*Your task:* Please pick up the text below on conflict in field education from its last sentence and carry it forward; the data that follows the text is not part of it.

*Extract to read:*
Narratives of Conflict in Field Education
While poised at the interface of community and university and immersed in the complexities of practice and its theoretical underpinnings, students are exposed to competing understandings about what it means to think and act as professionals. Consequently, field education is frequently characterized by conflicts involving the triad of student, field instructor and faculty liaison. Yet conflict in professional education is poorly understood (Fox, 1998; Beach & Pearson, 1998; Rogers et al, 2003).
This presentation reports on the in-depth analysis of a case from social work. This case is part of a larger data set derived from the findings of a federally funded qualitative study designed to understand how students, field instructors and faculty liaisons from the professions of social work, nursing, medicine and education experienced, constructed and negotiated conflict in field education. That conflict was not necessarily problematic in professional education was a primary assumption of the study. Conflict was seen as a crucial site for the production and legitimization of particular kinds of professional identities and particular truths about what constitutes knowledge and best practices in the respective professions participating in the study. In the case of social work, it is practice in a nonprofit social service agency that is examined.

*Dataset:*
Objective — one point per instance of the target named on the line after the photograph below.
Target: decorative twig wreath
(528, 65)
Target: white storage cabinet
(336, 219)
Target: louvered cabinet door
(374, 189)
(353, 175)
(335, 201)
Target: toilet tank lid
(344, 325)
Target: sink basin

==

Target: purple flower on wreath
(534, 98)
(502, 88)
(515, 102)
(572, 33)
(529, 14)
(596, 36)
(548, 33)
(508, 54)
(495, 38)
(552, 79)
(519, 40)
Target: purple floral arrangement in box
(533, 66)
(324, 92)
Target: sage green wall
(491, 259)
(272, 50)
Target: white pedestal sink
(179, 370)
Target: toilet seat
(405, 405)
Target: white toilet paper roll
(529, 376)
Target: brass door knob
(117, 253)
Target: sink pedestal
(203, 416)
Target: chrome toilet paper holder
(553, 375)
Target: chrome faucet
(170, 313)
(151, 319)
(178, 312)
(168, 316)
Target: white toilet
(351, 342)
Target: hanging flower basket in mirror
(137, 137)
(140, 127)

*Response area:*
Through the use of a collective case study design (Berg, 2001) based on unstructured interviews with members of field education triads (student, field instructor and faculty liaison) in the four Faculties, data emerged that cast light on how conflict was experienced and negotiated. The social work data was derived from in-depth interviews with a student in her senior undergraduate practicum, her field instructor and faculty liaison. They were each interviewed three separate times over one semester.
Analysis of this fascinating case in social work has contributed to the conceptualization of the nature of conflict experienced by members of the triad and explored how individual members worked differences. These findings, along with a discussion of implications for social work programs, form the basis of the presentation on the narratives of conflict in field education.